• **Data for this exercise**
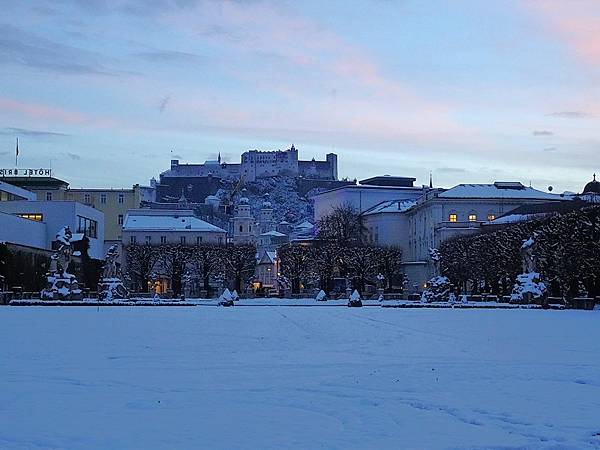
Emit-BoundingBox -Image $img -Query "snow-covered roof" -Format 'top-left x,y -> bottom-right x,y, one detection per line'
438,182 -> 564,200
363,200 -> 416,216
261,231 -> 285,237
294,220 -> 315,230
123,214 -> 226,233
486,213 -> 548,225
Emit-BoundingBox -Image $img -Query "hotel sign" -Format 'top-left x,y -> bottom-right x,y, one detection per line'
0,168 -> 52,178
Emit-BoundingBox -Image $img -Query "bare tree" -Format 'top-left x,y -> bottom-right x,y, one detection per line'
125,244 -> 158,292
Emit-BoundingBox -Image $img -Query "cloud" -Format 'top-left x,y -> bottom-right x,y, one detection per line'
134,50 -> 204,64
523,0 -> 600,67
548,111 -> 592,119
158,95 -> 171,114
435,167 -> 467,175
0,25 -> 119,75
0,127 -> 70,138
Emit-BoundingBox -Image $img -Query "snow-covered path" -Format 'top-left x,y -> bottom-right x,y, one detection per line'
0,307 -> 600,450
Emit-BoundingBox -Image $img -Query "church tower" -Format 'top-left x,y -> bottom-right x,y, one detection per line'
232,191 -> 257,244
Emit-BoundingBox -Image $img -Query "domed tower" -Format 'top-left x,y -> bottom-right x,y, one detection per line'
258,194 -> 275,234
232,192 -> 256,244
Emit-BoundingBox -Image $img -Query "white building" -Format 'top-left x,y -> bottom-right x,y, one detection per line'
314,176 -> 425,221
160,145 -> 338,182
404,182 -> 565,286
362,200 -> 416,258
0,200 -> 104,259
122,209 -> 227,246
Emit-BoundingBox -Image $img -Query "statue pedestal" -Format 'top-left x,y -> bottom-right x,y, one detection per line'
98,278 -> 129,301
40,272 -> 82,300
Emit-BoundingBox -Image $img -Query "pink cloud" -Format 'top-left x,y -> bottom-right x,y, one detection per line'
0,97 -> 87,124
524,0 -> 600,67
0,97 -> 124,128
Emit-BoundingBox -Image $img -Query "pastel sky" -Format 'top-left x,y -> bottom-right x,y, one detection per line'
0,0 -> 600,192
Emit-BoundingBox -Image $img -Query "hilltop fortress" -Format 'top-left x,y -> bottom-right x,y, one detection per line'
161,145 -> 338,182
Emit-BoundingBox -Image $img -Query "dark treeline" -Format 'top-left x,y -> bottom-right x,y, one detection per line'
279,205 -> 402,294
124,244 -> 256,295
439,206 -> 600,298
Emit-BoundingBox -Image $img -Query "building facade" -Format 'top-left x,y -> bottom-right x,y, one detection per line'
400,182 -> 565,286
160,145 -> 338,185
1,177 -> 147,249
0,200 -> 105,259
314,177 -> 426,222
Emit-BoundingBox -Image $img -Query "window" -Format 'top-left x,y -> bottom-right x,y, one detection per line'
77,216 -> 98,238
17,213 -> 44,222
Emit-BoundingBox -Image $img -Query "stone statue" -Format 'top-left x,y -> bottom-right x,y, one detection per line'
40,227 -> 81,300
52,227 -> 73,273
98,244 -> 129,301
521,233 -> 537,273
102,244 -> 119,278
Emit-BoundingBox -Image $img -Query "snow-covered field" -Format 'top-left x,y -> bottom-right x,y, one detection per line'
0,306 -> 600,450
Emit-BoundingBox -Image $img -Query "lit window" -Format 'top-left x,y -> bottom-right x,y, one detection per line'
17,213 -> 44,222
77,216 -> 98,238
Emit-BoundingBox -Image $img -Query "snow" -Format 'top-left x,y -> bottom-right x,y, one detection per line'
363,200 -> 417,216
0,308 -> 600,450
439,184 -> 564,200
123,213 -> 225,233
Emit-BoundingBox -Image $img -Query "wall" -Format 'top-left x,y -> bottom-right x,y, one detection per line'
0,201 -> 104,259
0,212 -> 48,249
314,185 -> 423,221
122,230 -> 226,246
65,185 -> 141,243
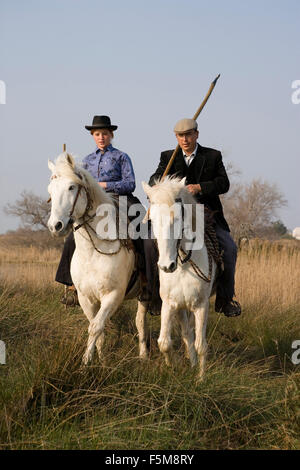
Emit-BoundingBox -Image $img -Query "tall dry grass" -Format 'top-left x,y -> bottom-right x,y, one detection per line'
0,241 -> 300,449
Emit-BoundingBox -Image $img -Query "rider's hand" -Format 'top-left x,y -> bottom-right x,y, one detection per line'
187,184 -> 201,196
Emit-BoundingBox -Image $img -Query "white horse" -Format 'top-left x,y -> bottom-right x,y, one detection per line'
142,177 -> 216,378
48,153 -> 148,364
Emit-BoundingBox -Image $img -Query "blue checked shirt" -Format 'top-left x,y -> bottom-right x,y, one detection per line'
82,145 -> 135,194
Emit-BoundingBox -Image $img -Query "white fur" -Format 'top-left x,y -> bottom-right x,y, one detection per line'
48,153 -> 148,364
142,177 -> 216,378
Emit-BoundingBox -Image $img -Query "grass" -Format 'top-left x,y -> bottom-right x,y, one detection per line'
0,242 -> 300,450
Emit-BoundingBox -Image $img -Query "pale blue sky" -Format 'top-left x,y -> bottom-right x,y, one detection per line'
0,0 -> 300,233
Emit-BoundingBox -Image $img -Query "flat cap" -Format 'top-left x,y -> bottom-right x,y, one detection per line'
174,119 -> 198,134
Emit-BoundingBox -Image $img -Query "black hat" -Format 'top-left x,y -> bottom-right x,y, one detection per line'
85,116 -> 118,131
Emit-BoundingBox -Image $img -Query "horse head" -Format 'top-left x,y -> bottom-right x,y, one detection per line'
48,152 -> 90,236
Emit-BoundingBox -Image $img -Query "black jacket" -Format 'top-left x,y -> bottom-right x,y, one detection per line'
149,144 -> 230,232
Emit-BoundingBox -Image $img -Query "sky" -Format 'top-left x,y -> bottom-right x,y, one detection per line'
0,0 -> 300,233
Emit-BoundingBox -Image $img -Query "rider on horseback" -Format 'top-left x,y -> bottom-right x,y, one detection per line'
146,119 -> 241,317
55,116 -> 160,313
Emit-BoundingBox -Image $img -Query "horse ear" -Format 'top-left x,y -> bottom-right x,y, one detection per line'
48,160 -> 55,173
142,181 -> 151,196
67,153 -> 75,168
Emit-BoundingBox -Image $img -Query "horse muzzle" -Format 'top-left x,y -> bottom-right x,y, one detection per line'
48,218 -> 74,237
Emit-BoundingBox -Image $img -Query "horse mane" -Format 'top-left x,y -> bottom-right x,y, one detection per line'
55,152 -> 113,205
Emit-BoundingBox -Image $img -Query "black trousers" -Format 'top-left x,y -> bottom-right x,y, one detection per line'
215,224 -> 237,301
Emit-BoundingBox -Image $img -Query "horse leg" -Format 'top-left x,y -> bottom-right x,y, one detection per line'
135,301 -> 148,359
157,301 -> 173,366
194,300 -> 209,380
83,292 -> 122,365
78,291 -> 103,359
177,310 -> 197,367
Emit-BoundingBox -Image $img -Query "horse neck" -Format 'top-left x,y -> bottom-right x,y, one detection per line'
74,192 -> 119,252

• **What to produce**
Rewrite all the records with "one detection per line" replaced by "one box per line" and every other part left unchanged. Omit the pictures from your answer.

• **Solution to the problem**
Emit-BoundingBox -Image $img -Query "snow-covered roof" -Format 'top-left x,y -> bottom-right x,y, one box per line'
438,182 -> 564,200
363,200 -> 416,216
261,231 -> 285,237
294,220 -> 315,230
123,214 -> 226,233
486,213 -> 548,225
Emit-BoundingBox -Image $img -Query "hotel sign" -Format 'top-left x,y -> bottom-right x,y, one box per line'
0,168 -> 52,178
Emit-BoundingBox -Image $img -Query "bare tree" -Format 'top-left x,y -> bottom-right x,y, one box per line'
125,244 -> 158,292
Emit-BoundingBox -Image $img -Query "cloud" -Format 'top-left x,y -> bottom-right x,y, one box per line'
134,50 -> 204,64
523,0 -> 600,67
548,111 -> 592,119
158,95 -> 171,114
435,167 -> 467,175
0,25 -> 119,75
0,127 -> 70,138
Emit-BoundingBox -Image $img -Query "snow-covered path" -Format 'top-left x,y -> bottom-right x,y, one box per line'
0,307 -> 600,450
Emit-BoundingBox -Image $img -Query "church tower" -Format 'top-left x,y -> bottom-right x,y, one box per line'
232,191 -> 257,244
Emit-BoundingBox -Image $img -Query "domed tower" -Format 'top-left x,y -> bottom-right x,y, one box per line'
258,194 -> 275,234
232,192 -> 256,244
Emit-BoundingBox -Image $img -Query "white building" -Format 'top-left x,y -> bottom-right x,y, one box per line'
314,176 -> 425,221
160,145 -> 338,182
404,182 -> 565,286
362,200 -> 416,258
0,200 -> 104,259
122,209 -> 227,246
Emit-BoundingBox -Image $img -Query "statue pedestal" -Format 'top-left x,y -> bottom-right x,y, one box per line'
98,278 -> 129,301
40,272 -> 82,300
Emit-BoundingBox -Image $img -Query "pink cloud" -Format 'top-left x,y -> bottom-right x,y, one box per line'
0,97 -> 87,124
524,0 -> 600,67
0,97 -> 124,128
Emit-BoundingBox -Image $img -Query "pastel sky" -Format 'top-left x,y -> bottom-right x,y, one box per line'
0,0 -> 600,192
Emit-BoundingBox -Image $img -Query "hilltop fortress" -Format 'top-left x,y -> bottom-right x,y, one box per line'
161,145 -> 338,182
Emit-BoundingBox -Image $img -Query "dark treeline" -Format 'top-left x,y -> bottom-right x,y, one box per line'
279,205 -> 402,294
124,244 -> 256,295
439,206 -> 600,298
Emit-BoundingBox -Image $img -Query "building facade" -Format 'top-left x,y -> bottom-right x,y, one box per line'
400,182 -> 565,286
160,145 -> 338,185
1,177 -> 147,249
0,200 -> 105,259
314,177 -> 426,222
Emit-BoundingBox -Image $img -Query "window" -Format 'top-left x,y -> bottom-right x,y, one box per line'
77,216 -> 98,238
17,213 -> 44,222
Emit-BoundingBox -Image $img -Query "stone statue" -Format 'top-left x,y -> bottom-right x,y, one box per line'
40,227 -> 81,300
52,227 -> 73,273
98,244 -> 129,301
521,233 -> 537,273
102,244 -> 119,278
Emit-BoundingBox -Image $img -Query "snow-covered field" -Format 'top-left x,y -> bottom-right x,y, one box per line'
0,306 -> 600,450
Emit-BoundingBox -Image $img -Query "lit window" -Format 'top-left x,y -> bottom-right x,y, one box per line'
17,213 -> 44,222
77,216 -> 98,238
Emit-BoundingBox -Image $img -Query "snow" -Format 'top-left x,y -> bottom-right x,y, one box per line'
363,200 -> 417,216
0,308 -> 600,450
439,184 -> 564,200
123,213 -> 225,233
Emit-BoundingBox -Image $img -Query "wall" -Format 'top-left x,y -> bottom-right x,y, one box per line'
0,201 -> 104,259
0,212 -> 48,249
314,185 -> 423,221
122,230 -> 226,246
65,185 -> 141,243
Emit-BoundingBox -Image $img -Query "tall dry grass" -Format 'top-left x,y -> bottom-right x,y, one box per line'
0,241 -> 300,449
Emit-BoundingBox -Image $img -Query "rider's hand" -Format 'top-left x,y -> bottom-right x,y, one box per line'
187,184 -> 201,196
Emit-BoundingBox -Image $img -Query "white horse" -Format 'top-left x,y -> bottom-right x,y, one box per line'
142,177 -> 216,378
48,153 -> 148,364
Emit-BoundingBox -Image $img -Query "blue checked shirt" -Format 'top-left x,y -> bottom-right x,y, one box per line'
82,145 -> 135,194
Emit-BoundingBox -Image $img -Query "white fur" -Format 'top-left x,y -> bottom-right x,y, one box per line'
48,153 -> 148,364
142,177 -> 216,378
Emit-BoundingBox -Image $img -Query "grass" -Format 'top-left x,y -> bottom-right x,y, one box per line'
0,242 -> 300,450
Emit-BoundingBox -Image $img -Query "pale blue sky" -Format 'top-left x,y -> bottom-right x,y, one box per line'
0,0 -> 300,233
Emit-BoundingBox -Image $img -Query "flat cap" -Format 'top-left x,y -> bottom-right x,y, one box per line'
174,119 -> 198,134
Emit-BoundingBox -Image $img -Query "black hat" -Format 'top-left x,y -> bottom-right x,y, one box per line'
85,116 -> 118,131
Emit-BoundingBox -Image $img -Query "horse head" -Format 'top-left x,y -> bottom-right x,y, one box per line'
48,152 -> 90,236
Emit-BoundingBox -Image $img -Query "black jacket" -Format 'top-left x,y -> bottom-right x,y, one box per line'
149,144 -> 230,232
Emit-BoundingBox -Image $img -Query "sky" -Format 'top-left x,y -> bottom-right x,y, one box per line'
0,0 -> 300,233
Emit-BoundingBox -Image $img -Query "rider on horseback" -Format 'top-left x,y -> bottom-right x,y, one box per line'
146,119 -> 241,317
55,116 -> 160,313
Emit-BoundingBox -Image $img -Query "horse ear" -Format 'top-left x,y -> bottom-right x,y, one box per line'
48,160 -> 55,173
142,181 -> 151,196
67,153 -> 75,168
Emit-BoundingBox -Image $img -Query "horse muzzle" -Format 'top-left x,y -> bottom-right x,y, one box per line'
48,218 -> 74,237
Emit-BoundingBox -Image $img -Query "horse mane" -Format 'top-left x,y -> bottom-right x,y, one box per line'
55,152 -> 113,205
Emit-BoundingBox -Image $img -Query "black trousers" -Format 'top-left x,y -> bottom-right x,y, one box per line'
215,224 -> 237,301
Emit-BoundingBox -Image $img -Query "horse leg" -Format 'top-left x,y -> bottom-right x,y, one box per line'
135,301 -> 148,359
157,301 -> 173,366
194,300 -> 209,380
83,292 -> 122,365
78,291 -> 103,359
177,310 -> 197,367
Emit-BoundingBox -Image $img -Query "horse neck" -Format 'top-left x,y -> bottom-right x,y, one box per line'
74,192 -> 119,252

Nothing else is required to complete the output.